■ Activity:
Your response should contain every line from the data below that holds the string "railing".

■ Supplied records:
● ● ● ● ●

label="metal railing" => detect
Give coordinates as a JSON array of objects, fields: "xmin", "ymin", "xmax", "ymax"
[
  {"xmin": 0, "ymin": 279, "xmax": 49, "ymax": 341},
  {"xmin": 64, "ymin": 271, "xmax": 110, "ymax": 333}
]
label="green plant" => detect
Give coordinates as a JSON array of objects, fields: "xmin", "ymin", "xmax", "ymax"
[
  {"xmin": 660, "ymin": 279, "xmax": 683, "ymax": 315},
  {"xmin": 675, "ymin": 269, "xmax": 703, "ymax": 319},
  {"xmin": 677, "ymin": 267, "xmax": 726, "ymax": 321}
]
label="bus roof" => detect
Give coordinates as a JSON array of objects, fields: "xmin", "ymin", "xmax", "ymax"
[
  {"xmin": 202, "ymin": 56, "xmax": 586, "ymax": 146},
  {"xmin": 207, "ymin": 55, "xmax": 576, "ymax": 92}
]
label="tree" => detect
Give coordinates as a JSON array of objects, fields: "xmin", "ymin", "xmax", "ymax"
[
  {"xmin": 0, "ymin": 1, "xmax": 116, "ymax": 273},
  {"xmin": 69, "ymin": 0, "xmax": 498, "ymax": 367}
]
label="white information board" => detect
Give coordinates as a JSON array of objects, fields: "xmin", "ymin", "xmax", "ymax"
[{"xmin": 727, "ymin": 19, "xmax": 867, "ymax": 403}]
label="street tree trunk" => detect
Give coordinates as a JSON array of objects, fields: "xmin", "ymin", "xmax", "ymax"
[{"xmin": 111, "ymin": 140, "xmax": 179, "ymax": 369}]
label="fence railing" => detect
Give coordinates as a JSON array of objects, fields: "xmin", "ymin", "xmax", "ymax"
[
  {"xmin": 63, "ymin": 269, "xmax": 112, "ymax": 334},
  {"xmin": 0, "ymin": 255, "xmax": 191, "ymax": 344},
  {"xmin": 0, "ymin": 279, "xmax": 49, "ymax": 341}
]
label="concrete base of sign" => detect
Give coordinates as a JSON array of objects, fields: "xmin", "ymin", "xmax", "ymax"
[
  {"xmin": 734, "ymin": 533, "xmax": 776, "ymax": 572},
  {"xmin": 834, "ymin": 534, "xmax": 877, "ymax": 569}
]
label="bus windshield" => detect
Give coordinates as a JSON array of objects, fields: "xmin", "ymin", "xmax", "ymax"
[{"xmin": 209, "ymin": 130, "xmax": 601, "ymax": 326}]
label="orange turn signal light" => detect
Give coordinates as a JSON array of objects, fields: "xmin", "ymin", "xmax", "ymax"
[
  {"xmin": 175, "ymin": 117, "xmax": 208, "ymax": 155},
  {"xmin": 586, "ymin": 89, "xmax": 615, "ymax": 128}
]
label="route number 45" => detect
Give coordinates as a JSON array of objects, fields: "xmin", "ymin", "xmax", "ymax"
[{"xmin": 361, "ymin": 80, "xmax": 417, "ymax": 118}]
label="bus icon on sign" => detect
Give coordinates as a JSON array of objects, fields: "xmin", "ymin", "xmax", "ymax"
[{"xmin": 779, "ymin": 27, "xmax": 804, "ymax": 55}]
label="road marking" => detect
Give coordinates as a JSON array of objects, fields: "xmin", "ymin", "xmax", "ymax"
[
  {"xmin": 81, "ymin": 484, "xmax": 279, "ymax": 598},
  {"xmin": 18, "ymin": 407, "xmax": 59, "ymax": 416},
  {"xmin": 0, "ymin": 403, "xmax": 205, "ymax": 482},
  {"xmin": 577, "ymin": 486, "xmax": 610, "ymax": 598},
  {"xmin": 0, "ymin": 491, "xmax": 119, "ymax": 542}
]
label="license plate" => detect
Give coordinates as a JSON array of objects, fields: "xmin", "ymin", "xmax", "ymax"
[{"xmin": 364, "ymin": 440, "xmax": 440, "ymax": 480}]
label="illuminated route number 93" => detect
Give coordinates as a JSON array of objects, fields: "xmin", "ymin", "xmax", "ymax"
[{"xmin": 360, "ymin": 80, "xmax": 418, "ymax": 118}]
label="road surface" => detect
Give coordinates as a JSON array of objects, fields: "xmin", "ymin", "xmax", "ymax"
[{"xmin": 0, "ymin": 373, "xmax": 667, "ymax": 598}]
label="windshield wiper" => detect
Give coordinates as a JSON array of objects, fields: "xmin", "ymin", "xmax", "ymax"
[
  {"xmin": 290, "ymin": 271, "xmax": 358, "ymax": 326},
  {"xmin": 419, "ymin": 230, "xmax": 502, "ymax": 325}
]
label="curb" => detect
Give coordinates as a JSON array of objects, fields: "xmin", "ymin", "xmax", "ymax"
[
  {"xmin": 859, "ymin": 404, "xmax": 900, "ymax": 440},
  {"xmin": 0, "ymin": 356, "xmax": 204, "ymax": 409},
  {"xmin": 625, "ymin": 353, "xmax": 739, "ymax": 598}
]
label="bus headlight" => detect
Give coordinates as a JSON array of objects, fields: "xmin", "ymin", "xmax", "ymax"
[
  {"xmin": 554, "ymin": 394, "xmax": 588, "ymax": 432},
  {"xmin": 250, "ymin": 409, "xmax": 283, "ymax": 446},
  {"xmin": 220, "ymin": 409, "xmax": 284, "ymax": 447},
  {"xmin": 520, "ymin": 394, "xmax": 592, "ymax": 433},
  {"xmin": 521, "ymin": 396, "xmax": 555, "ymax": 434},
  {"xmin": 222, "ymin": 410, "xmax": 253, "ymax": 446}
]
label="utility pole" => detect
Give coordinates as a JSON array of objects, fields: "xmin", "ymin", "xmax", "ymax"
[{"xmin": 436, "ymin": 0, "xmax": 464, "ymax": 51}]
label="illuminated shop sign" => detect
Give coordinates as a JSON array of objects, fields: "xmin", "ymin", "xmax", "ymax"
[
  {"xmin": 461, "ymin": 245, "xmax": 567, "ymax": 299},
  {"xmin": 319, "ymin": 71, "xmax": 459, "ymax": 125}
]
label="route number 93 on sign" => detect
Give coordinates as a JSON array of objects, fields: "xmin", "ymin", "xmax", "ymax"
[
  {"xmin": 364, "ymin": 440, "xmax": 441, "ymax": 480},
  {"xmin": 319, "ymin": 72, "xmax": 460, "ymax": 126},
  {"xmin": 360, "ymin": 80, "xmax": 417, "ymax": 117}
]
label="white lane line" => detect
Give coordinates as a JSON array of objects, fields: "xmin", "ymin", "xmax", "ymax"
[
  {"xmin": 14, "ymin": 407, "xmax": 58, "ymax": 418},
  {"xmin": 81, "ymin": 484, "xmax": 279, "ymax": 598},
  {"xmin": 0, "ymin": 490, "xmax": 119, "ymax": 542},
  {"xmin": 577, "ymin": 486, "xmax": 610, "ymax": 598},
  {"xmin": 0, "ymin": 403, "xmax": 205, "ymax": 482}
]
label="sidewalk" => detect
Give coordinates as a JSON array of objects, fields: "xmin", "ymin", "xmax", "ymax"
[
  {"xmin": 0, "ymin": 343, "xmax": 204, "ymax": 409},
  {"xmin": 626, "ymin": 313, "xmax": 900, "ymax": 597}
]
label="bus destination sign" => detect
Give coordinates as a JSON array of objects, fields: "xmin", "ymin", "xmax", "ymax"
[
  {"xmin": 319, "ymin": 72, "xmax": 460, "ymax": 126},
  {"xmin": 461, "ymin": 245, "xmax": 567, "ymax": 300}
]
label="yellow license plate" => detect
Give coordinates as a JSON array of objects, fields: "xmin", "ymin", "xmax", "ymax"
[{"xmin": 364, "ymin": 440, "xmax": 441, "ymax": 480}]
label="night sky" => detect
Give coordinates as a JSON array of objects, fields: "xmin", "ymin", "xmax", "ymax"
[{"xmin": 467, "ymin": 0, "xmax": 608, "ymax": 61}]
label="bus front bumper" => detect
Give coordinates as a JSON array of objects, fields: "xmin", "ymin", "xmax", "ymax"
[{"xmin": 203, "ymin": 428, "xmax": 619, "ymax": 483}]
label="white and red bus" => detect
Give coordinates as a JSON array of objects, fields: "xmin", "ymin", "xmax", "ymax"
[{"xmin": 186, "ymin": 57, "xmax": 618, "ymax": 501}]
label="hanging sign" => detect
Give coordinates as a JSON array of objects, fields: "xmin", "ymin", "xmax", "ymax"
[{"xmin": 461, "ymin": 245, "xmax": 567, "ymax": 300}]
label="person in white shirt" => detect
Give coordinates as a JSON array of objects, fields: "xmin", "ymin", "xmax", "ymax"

● ● ● ● ●

■ Written response:
label="metal railing" => detect
label="fence railing" => detect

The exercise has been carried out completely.